*Task to complete*. Each entry that follows should be written again verbatim.

════════════════════

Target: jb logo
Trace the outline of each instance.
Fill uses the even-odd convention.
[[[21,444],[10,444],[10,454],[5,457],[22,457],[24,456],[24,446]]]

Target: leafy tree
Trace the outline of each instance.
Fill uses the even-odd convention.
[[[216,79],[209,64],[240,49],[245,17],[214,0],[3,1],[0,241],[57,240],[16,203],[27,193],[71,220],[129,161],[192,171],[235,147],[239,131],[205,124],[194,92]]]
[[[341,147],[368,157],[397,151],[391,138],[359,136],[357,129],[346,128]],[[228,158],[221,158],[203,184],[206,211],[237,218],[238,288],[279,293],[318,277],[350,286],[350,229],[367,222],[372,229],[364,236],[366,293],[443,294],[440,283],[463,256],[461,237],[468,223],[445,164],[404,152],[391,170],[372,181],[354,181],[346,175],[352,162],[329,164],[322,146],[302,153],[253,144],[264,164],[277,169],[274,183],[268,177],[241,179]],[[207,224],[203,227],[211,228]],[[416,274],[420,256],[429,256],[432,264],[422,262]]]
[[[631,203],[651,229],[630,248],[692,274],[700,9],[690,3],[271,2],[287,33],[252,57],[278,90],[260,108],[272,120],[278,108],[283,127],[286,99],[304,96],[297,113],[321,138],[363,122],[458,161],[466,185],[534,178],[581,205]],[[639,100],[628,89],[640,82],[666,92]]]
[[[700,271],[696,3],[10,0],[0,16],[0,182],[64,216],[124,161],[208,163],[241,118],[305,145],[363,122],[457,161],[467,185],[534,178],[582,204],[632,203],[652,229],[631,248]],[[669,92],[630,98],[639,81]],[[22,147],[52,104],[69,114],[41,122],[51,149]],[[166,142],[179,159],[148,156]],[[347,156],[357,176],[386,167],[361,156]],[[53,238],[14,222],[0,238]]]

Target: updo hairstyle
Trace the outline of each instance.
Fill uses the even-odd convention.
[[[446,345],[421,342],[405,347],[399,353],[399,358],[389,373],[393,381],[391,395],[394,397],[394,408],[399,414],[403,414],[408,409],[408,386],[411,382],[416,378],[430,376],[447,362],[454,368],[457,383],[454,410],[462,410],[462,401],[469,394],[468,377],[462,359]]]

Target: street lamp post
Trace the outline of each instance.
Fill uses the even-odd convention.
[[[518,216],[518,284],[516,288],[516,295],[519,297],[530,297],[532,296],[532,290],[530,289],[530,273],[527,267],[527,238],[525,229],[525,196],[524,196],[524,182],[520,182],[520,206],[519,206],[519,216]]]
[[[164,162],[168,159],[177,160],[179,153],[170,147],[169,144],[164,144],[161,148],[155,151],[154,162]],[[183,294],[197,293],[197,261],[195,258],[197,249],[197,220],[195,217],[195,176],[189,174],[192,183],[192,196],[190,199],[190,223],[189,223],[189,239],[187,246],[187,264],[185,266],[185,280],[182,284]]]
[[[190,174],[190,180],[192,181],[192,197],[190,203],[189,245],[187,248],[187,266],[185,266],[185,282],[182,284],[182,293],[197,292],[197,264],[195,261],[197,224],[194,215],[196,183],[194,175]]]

════════════════════

*Response for this exercise*.
Target: jb logo
Trace the outline of each instance.
Fill uses the even-odd convention.
[[[21,444],[10,444],[10,454],[5,457],[22,457],[24,456],[24,446]]]

Target: leafy tree
Trace the outline of each instance.
Fill uses the even-odd convention.
[[[216,79],[209,64],[240,49],[245,17],[214,0],[3,1],[0,241],[57,240],[16,203],[27,193],[71,220],[129,161],[192,171],[235,147],[239,131],[205,124],[194,92]]]
[[[341,147],[368,157],[397,151],[391,138],[359,136],[357,129],[346,128]],[[228,158],[221,158],[203,184],[206,211],[237,218],[238,288],[279,293],[318,277],[350,286],[350,229],[367,222],[372,229],[364,236],[366,293],[443,294],[440,283],[463,256],[461,237],[468,223],[445,164],[404,152],[391,170],[372,181],[354,181],[346,175],[352,162],[329,164],[322,146],[302,153],[253,144],[264,164],[277,169],[274,183],[268,177],[241,179]],[[207,224],[203,227],[211,228]],[[416,274],[420,256],[429,256],[432,264],[422,262]]]
[[[631,203],[651,229],[630,248],[692,274],[700,9],[690,3],[271,2],[287,33],[252,57],[278,90],[260,108],[272,120],[278,108],[283,127],[286,99],[304,96],[297,113],[321,138],[363,122],[458,161],[466,185],[534,178],[581,205]],[[639,100],[628,89],[640,82],[666,92]]]
[[[700,271],[696,3],[10,0],[0,16],[0,182],[64,216],[124,161],[208,163],[241,118],[305,145],[363,122],[457,161],[467,185],[534,178],[582,204],[632,203],[652,229],[631,248]],[[669,92],[630,98],[639,81]],[[22,147],[52,104],[69,114],[41,122],[51,149]],[[166,142],[179,159],[148,156]],[[347,156],[357,176],[386,167],[361,156]],[[53,238],[14,222],[0,238]]]

Target: updo hairstyle
Trace the outline of each instance.
Fill uses the even-odd convention.
[[[446,345],[421,342],[405,347],[399,353],[399,358],[389,373],[393,381],[391,395],[394,397],[394,408],[399,414],[403,414],[408,409],[408,386],[411,382],[416,378],[430,376],[447,362],[454,368],[457,383],[454,410],[462,410],[462,401],[469,394],[468,377],[462,359]]]

Target: street lamp post
Trace the outline of each instance.
Fill uses the even-odd convention.
[[[518,216],[518,284],[516,288],[516,295],[519,297],[530,297],[532,296],[532,290],[530,289],[530,273],[527,267],[527,238],[525,229],[525,196],[524,196],[524,182],[520,182],[520,206],[519,206],[519,216]]]
[[[164,162],[168,159],[177,160],[179,153],[170,147],[169,144],[164,144],[161,148],[155,151],[154,162]],[[183,294],[197,293],[197,261],[195,258],[197,249],[197,220],[195,217],[195,176],[189,174],[192,183],[192,196],[190,199],[190,223],[189,223],[189,239],[187,246],[187,264],[185,266],[185,280],[182,284]]]
[[[190,174],[190,180],[192,181],[192,197],[190,203],[189,245],[187,248],[187,266],[185,266],[185,282],[182,284],[182,293],[197,292],[197,264],[195,261],[197,224],[194,215],[196,183],[194,175]]]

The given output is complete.